= Goal =
Rewrite each of the following lines with "innermost point" replaced by "central point" and nothing else altered. Omit the pictures from your output.

== Task inputs

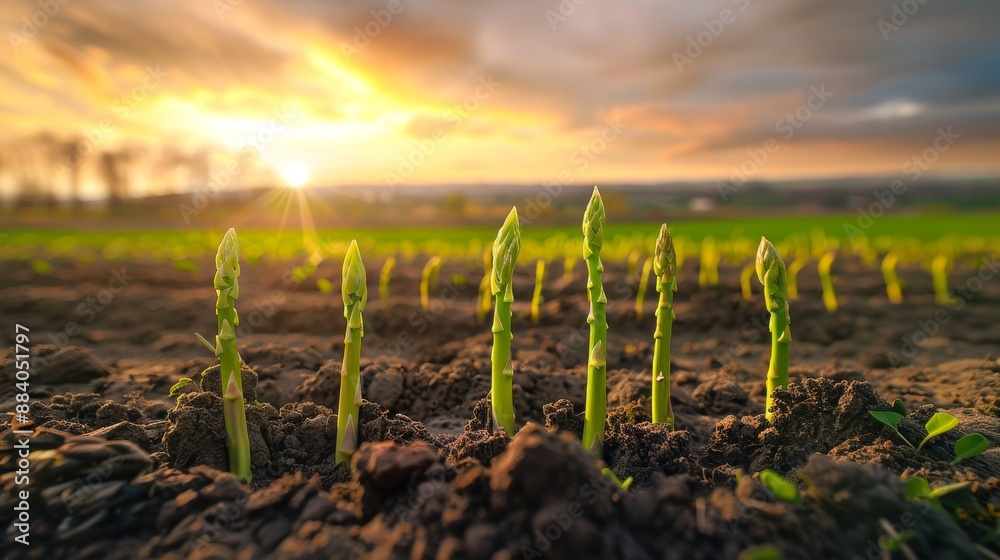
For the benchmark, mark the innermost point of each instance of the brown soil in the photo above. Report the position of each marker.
(121, 470)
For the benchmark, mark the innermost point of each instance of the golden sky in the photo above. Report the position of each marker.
(412, 92)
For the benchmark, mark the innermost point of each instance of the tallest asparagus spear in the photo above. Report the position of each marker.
(227, 289)
(355, 293)
(665, 267)
(597, 397)
(771, 273)
(505, 250)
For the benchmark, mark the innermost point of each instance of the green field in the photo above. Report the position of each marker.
(182, 245)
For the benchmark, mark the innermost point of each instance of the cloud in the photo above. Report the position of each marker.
(382, 73)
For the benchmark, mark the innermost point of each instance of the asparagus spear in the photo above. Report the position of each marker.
(355, 293)
(771, 273)
(227, 290)
(665, 268)
(597, 397)
(505, 250)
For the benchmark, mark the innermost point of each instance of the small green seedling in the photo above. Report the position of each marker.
(771, 273)
(781, 487)
(665, 269)
(176, 388)
(597, 391)
(227, 289)
(761, 552)
(427, 281)
(939, 424)
(505, 250)
(826, 281)
(970, 446)
(354, 290)
(640, 295)
(891, 419)
(623, 484)
(385, 279)
(917, 488)
(536, 297)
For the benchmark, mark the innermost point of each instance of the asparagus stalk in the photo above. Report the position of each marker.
(485, 295)
(771, 273)
(505, 249)
(227, 288)
(665, 268)
(536, 297)
(355, 293)
(597, 397)
(640, 296)
(385, 279)
(826, 281)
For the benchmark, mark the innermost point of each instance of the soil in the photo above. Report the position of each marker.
(120, 469)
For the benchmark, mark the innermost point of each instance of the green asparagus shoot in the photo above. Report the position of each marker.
(826, 280)
(427, 281)
(485, 303)
(355, 293)
(536, 298)
(227, 290)
(892, 288)
(597, 394)
(640, 295)
(505, 250)
(771, 273)
(891, 419)
(385, 279)
(665, 269)
(781, 487)
(940, 423)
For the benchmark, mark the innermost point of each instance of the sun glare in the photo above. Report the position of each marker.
(295, 174)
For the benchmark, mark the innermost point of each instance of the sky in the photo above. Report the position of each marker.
(411, 92)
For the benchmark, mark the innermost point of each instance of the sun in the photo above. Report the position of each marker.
(294, 174)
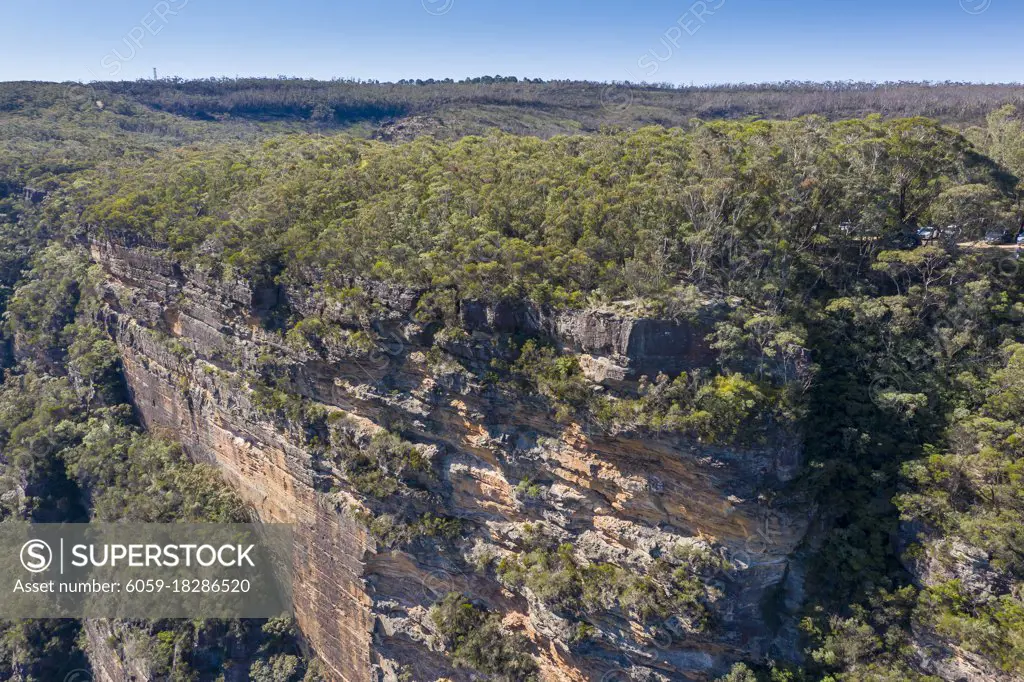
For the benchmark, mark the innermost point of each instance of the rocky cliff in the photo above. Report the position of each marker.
(300, 430)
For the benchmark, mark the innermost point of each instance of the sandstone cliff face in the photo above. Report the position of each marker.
(192, 345)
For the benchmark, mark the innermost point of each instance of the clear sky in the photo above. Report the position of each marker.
(637, 40)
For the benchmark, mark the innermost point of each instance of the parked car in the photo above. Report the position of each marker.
(903, 241)
(999, 236)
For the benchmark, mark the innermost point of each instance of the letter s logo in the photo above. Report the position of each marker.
(36, 556)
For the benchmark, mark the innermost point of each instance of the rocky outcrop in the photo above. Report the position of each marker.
(194, 347)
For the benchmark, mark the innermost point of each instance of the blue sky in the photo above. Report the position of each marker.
(652, 40)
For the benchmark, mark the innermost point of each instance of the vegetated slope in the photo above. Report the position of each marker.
(911, 409)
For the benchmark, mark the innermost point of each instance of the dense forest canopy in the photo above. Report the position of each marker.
(721, 206)
(803, 228)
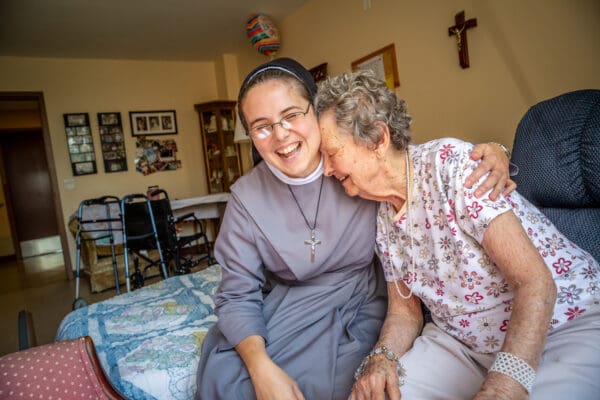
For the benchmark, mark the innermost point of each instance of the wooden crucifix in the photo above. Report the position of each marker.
(460, 31)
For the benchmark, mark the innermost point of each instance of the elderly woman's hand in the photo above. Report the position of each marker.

====

= Output of the task =
For the benchmark, mark the central point of each instance of the brown soil in the photo above. Report the position of each marker.
(121, 470)
For the benchmark, mark the central point of each instance of the golden sky in the photo above. Report the position of each marker.
(412, 92)
For the benchmark, mark the central point of each instance of the tallest asparagus spear in the photo above. Report the position of each marker.
(227, 289)
(355, 293)
(665, 267)
(597, 397)
(771, 273)
(505, 250)
For the benchmark, mark the central point of each instance of the green field in the photo above. Report the position of each marker.
(182, 245)
For the benchmark, mark the central point of each instance of the cloud in the photo above. Report the position of each marker.
(382, 73)
For the benchmark, mark the central point of each instance of the asparagus spear in the photo above. Report the position of each marker.
(355, 293)
(771, 273)
(227, 290)
(665, 268)
(597, 397)
(505, 250)
For the benchmark, mark the central point of each instance of the small green seedling in the photo above. Report the position of each marker.
(771, 273)
(781, 487)
(665, 269)
(176, 388)
(597, 391)
(227, 289)
(761, 552)
(427, 281)
(939, 424)
(505, 250)
(826, 281)
(970, 446)
(354, 290)
(640, 295)
(891, 419)
(623, 484)
(385, 279)
(917, 488)
(536, 297)
For the benchmark, mark the central point of each instance of the asparagus stalk in the photo above. Report the position of each marker.
(485, 295)
(771, 273)
(505, 249)
(227, 288)
(665, 268)
(536, 297)
(355, 293)
(597, 397)
(640, 296)
(385, 279)
(826, 281)
For the benchmark, mark the central point of each instance of the soil in the photo above. Report the position of each marker.
(120, 469)
For the benchmark, mark the central point of each instance of the green asparagus shoot in the photo above. Report the position of each marker.
(826, 280)
(427, 281)
(485, 303)
(355, 293)
(536, 298)
(227, 290)
(892, 288)
(597, 394)
(640, 295)
(505, 250)
(771, 273)
(891, 419)
(385, 279)
(665, 269)
(781, 487)
(940, 423)
For the benchmark, mark the central point of each instance of the sun glare in the photo above. Report the position of each marker.
(295, 174)
For the benchmark, mark the central point of each instance of the sky in the photo above. Report the position of each marker.
(411, 92)
For the benchmark, mark the central point of each instance of the sun in the photo above. Report the position of each marker.
(294, 174)
For the benchmark, mark the central point of each instance of the rocky cliff in the photo above. Report the position of each marker.
(300, 430)
For the benchmark, mark the central point of each instance of the sandstone cliff face in the photo above. Report the position of each marker.
(192, 345)
For the benchmark, mark the central point of each instance of the clear sky in the photo above. Report the position of each marker.
(637, 40)
For the benchmark, mark the central point of each instance of the parked car in the photo above. Report the position of each marker.
(903, 241)
(999, 236)
For the benchmark, mark the central point of each instance of the letter s logo in the photo above. Report the position of each marker.
(36, 556)
For the benchmark, mark the central point of each instance of the rocky outcrop in the photo above. Report the position of each marker.
(194, 347)
For the benchmark, mark the central point of each instance of the blue sky in the photo above. Report the position of each marker.
(652, 40)
For the benchmark, mark the central point of each instance of the vegetated slope in the photo above. Report the position of each marker.
(911, 409)
For the benchmark, mark the central point of each instance of the dense forest canopy in the photo above. Report the position of each marker.
(721, 206)
(803, 228)
For the benchmark, mark the central point of each instance of the wooden crucifix in the photo above. Report the position of each marker.
(460, 31)
For the benchmark, mark the central point of each instance of the elderly woman's hand in the photo above. Report the position of each marker.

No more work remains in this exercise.